» Article

****************************************

The Church of the Advent of Christ the King
261 Fell Street
San Francisco,
CA
94102
Phone: 415.431.0454
Preached by Susan Parsons on (Wednesday, February 4, 2004)
In a literal sense we’re remembering the day Jesus was taken by his parents to the Temple, 40 days after his birth, but in a deeper more metaphorical sense it is a reminder to us of God, incarnate in Jesus, coming into the church to initiate a new covenant with His people, to bring renewal to the church. The light coming into the dark. And so we carried candles into the church tonight, for a Candle Mass.
We come into the church too, just like Jesus, but we come to church for all sorts of reasons. Sometimes we come to be edified or we come out of habit or because we should or we ought to, or we come to see friends, and some days because we have to, but at that deep, metaphorical level I think we continue to come into church for the same reason people have been coming into churches for centuries, why Mary and Joseph carried their six week old baby to temple because we have hope, hope that God will bring some light to our darkness, to light a candle in us that we can hold on to against the gloom.
I’ve been in a lot of different churches lately, but in the last three months I’ve spent the most time in the church at St. Stephens House in Oxford. I went to St. Stephens to study but I also wanted to spend time in a worshipping community – something I wasn’t able to do at the seminary here – to have the opportunity to experience what it is like to have a set schedule of worship and study. Like most seminaries in England everyone, students and professors alike eat all their meals together, live within a few hundred yards of each other and are required to be at worship together three times a day – beginning at 7:20 in the morning.

****************************************

[Dataset excerpt]
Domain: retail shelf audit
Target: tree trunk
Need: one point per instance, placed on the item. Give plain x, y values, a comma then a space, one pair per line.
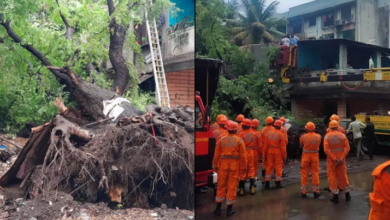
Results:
88, 96
117, 38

****************************************

» Short problem A
Answer these questions about the sermon, using only what it states:
(i) How many days after his birth was Jesus taken to the Temple?
(ii) What did the congregation carry into the church that night?
(iii) At what time in the morning does the first of the three daily worship services at St. Stephens House begin?
» Short problem B
Carry on the sermon about the Candle Mass, starting after its final sentence.

» Task response A
(i) 40 days
(ii) Candles
(iii) 7:20

» Task response B
The church at St. Stephens is a cold, gloomy place; it has five altars and 100 foot ceilings, a rood screen crowned with a big pipe organ and a chancel lined with the requisite dark, wooden choir stalls. Tiny chapels, mostly unused, line the edges of the church and the main door is hidden out of sight to one side of the church. There are beautiful stained glass windows to let in light, and radiators, struggling to dispel the cold of the ancient stone, but the cold dark inside seems to absorb light and warmth.At the daily masses, we all huddled together in the center; surrounded with the gray stone of walls and floors and ceilings. The relative warmth of the choir stalls and the grander, more beautiful main altar – not the one we used everyday for communion – were just in front of us, but mostly out of sight and seemingly out of reach and behind that ornate, wooden rood screen.
I went into this church, for the first time, alone. It was a marked contrast from the bright warm late summer day outside; the inside is gloomy, chilly, empty and my steps echoed off the walls as I explored the cavernous building. When I knelt down to pray, I was startled to realized that praying was difficult, God didn’t seem to be very near. Of course, my head rushed to reassure me God is always with us, that it was me that had pulled away from God, but it just didn’t feel right.
Other students and professors began to arrive over the next few days, but their presence did little to dispel the gray that had settled into me. They were great people, eager to get to know this crazy American woman from California, but they were also not shy about letting me know that women’s ordination was still provisional in England and they were full of hope that it would soon be rescinded. Not so much because they felt it was bad theology or anything but because women hadn’t been ordained before… the church had always had an all male clergy and they could see no reason to change it now. They certainly weren’t surprised or bothered that some clergy might be gay, but they were very disturbed that suddenly people were making a fuss about it. They couldn’t understand why it needed to be talked about or acknowledged. It’s always worked fine the way it was, why does it have to change? This is the way we’ve always done it.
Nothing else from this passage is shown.